Report every line of the data where the string "grass" appears.

Stored entries:
- - -

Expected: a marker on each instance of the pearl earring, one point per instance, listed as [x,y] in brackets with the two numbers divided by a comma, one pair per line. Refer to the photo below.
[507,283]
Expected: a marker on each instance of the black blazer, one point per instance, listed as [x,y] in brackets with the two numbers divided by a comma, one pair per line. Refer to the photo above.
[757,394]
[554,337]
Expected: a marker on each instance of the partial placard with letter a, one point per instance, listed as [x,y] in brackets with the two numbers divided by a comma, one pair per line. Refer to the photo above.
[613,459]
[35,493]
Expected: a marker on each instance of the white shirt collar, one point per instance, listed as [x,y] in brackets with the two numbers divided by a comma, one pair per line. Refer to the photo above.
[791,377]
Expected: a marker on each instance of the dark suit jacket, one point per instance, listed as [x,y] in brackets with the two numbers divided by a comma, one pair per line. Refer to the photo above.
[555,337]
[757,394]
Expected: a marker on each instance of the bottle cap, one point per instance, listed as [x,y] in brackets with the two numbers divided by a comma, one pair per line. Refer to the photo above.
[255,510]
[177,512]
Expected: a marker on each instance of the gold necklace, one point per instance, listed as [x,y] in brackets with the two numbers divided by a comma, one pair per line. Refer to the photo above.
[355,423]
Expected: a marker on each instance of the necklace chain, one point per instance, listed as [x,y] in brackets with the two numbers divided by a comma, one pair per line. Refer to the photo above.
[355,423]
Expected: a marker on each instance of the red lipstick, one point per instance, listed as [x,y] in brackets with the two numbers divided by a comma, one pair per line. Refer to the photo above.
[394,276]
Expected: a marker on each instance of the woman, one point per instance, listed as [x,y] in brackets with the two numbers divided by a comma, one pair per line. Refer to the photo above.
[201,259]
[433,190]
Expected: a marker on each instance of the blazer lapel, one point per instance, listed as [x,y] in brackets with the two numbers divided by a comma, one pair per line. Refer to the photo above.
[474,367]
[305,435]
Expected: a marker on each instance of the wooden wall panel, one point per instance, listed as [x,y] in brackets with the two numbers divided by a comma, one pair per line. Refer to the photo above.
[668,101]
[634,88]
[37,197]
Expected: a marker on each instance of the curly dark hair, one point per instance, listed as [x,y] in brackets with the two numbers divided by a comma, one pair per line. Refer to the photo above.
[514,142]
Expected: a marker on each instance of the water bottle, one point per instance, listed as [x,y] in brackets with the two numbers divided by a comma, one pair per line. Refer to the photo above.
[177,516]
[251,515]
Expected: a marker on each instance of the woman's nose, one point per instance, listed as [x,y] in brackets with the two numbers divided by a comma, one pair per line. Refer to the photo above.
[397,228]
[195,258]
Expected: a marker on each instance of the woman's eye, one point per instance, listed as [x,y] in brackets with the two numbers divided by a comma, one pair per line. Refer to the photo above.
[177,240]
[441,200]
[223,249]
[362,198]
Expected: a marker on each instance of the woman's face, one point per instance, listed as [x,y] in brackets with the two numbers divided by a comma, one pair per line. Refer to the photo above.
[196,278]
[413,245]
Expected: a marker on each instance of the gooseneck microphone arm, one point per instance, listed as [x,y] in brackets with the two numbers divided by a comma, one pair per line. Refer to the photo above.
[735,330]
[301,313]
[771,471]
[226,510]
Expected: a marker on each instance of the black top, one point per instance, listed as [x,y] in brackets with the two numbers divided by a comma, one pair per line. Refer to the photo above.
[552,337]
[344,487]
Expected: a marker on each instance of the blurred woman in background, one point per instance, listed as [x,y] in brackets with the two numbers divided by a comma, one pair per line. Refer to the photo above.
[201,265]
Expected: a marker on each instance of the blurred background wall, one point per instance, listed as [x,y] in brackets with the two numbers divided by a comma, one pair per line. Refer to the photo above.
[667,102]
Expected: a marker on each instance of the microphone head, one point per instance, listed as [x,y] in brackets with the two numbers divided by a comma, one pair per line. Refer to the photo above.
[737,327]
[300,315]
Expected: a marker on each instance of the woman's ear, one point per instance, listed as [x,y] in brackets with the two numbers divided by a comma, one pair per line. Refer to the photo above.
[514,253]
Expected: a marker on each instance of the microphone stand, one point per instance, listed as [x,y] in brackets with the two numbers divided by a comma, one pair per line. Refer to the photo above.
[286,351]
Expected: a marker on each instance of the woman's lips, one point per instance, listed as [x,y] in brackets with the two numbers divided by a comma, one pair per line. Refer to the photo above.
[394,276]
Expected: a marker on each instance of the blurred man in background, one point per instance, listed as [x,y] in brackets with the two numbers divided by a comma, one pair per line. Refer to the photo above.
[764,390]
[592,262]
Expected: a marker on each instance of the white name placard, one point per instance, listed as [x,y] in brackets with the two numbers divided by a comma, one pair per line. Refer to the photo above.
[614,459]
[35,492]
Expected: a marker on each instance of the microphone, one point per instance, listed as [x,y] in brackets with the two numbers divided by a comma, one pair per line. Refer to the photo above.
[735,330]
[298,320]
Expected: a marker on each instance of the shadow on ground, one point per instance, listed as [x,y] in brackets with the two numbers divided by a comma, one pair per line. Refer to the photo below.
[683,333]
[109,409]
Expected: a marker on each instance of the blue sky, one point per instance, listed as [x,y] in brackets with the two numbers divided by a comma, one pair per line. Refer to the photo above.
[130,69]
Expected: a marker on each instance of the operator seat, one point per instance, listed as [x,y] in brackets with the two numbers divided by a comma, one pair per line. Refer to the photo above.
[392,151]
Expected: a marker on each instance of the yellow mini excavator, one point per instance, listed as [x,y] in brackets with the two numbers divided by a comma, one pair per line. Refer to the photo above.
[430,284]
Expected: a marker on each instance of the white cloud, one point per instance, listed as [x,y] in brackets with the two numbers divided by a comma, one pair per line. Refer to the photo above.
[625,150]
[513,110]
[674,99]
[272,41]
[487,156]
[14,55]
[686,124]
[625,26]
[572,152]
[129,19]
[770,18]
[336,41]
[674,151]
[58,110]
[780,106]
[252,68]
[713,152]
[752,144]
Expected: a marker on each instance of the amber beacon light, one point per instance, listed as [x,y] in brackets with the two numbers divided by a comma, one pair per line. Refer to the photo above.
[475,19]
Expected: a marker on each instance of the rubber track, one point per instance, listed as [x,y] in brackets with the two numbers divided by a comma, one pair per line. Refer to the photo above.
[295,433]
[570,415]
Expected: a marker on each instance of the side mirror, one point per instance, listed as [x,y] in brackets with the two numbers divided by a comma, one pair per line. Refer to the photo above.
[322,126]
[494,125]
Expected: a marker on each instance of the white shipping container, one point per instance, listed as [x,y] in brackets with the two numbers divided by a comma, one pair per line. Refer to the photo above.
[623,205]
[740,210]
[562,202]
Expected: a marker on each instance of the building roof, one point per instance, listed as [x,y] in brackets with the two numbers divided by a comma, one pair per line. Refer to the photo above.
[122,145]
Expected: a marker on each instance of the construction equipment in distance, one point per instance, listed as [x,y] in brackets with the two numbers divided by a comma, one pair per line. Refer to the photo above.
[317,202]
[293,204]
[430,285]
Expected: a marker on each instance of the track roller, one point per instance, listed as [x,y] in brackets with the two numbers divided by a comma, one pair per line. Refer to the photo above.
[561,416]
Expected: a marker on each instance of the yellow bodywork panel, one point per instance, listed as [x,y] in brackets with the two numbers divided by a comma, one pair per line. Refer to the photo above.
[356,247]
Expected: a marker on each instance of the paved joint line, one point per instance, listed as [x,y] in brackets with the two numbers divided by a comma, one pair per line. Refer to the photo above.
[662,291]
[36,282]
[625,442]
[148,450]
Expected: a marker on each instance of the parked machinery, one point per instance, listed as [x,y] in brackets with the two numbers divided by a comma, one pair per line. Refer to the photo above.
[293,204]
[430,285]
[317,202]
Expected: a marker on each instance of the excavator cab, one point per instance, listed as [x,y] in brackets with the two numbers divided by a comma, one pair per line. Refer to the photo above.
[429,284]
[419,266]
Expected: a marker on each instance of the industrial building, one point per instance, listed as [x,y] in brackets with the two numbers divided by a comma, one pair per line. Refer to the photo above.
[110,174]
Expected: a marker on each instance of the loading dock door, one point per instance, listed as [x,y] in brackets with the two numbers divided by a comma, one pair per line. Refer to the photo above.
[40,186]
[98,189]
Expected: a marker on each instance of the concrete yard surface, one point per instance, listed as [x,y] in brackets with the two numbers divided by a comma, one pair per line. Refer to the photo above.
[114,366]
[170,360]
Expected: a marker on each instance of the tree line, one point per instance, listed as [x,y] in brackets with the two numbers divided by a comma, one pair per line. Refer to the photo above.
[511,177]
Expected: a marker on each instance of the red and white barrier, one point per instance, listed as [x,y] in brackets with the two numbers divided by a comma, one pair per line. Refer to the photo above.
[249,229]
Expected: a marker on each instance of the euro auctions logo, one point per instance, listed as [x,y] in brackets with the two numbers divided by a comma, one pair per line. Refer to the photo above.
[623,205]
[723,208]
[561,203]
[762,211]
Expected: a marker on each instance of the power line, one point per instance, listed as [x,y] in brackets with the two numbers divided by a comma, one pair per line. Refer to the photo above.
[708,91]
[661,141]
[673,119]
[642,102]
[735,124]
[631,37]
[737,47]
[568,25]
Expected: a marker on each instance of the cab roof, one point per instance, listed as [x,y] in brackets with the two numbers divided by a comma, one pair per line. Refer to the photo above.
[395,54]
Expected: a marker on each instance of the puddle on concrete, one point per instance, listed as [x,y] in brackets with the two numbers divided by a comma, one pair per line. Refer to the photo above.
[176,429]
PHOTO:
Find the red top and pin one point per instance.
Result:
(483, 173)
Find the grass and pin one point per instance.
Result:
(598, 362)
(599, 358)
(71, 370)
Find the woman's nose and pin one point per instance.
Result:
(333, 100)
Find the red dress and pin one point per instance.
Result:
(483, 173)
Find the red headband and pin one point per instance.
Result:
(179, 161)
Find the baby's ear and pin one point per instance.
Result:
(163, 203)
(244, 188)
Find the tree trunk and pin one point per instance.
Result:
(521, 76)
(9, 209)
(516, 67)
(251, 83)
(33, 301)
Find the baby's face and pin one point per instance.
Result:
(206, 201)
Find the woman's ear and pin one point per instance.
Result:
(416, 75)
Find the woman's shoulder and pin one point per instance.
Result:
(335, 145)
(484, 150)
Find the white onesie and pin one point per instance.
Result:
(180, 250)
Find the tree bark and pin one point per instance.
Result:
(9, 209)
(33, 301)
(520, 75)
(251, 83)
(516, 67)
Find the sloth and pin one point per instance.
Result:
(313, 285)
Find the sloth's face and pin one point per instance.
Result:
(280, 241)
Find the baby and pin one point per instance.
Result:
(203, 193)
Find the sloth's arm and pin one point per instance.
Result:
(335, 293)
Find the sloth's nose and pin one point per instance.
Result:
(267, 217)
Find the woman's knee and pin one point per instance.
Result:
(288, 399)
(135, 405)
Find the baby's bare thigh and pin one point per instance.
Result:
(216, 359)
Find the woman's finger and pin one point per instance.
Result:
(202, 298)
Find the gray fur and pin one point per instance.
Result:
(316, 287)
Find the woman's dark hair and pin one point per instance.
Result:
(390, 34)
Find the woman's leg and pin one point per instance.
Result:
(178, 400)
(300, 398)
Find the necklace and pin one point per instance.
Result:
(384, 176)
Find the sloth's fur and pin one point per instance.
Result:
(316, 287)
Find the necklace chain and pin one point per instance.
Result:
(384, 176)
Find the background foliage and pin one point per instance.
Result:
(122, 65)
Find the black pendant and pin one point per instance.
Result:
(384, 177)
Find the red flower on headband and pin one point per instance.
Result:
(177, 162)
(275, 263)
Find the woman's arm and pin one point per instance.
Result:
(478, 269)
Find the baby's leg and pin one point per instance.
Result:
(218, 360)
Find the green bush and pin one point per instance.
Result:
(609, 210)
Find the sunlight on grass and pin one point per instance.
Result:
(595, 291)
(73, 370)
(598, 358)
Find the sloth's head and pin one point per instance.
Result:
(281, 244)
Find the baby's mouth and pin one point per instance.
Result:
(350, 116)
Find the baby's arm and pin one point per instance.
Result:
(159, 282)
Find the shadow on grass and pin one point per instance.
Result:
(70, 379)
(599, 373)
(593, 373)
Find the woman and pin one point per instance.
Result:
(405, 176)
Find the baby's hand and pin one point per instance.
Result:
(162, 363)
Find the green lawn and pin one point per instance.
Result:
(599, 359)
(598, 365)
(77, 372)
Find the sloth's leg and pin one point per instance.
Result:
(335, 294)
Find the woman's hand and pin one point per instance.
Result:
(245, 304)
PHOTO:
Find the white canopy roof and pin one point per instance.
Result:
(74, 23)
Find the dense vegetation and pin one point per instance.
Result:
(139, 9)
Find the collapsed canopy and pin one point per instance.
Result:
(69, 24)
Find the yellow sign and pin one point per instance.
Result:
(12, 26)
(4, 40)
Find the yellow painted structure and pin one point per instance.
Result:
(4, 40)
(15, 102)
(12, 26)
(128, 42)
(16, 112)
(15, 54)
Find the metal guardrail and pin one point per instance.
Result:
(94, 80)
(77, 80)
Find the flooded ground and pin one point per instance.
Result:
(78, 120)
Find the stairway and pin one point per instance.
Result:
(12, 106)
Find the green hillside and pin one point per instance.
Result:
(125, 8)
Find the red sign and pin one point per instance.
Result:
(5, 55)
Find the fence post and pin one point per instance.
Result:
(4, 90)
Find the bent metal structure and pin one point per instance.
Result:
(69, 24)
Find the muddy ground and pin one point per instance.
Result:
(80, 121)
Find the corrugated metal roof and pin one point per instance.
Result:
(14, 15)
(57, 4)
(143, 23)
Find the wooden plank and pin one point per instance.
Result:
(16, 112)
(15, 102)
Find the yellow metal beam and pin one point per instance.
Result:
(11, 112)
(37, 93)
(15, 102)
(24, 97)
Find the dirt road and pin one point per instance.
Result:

- - -

Answer section
Find the grass and pin one point per instance.
Find the sunlight on grass and pin one point per instance.
Find the shadow on grass and pin one point per instance.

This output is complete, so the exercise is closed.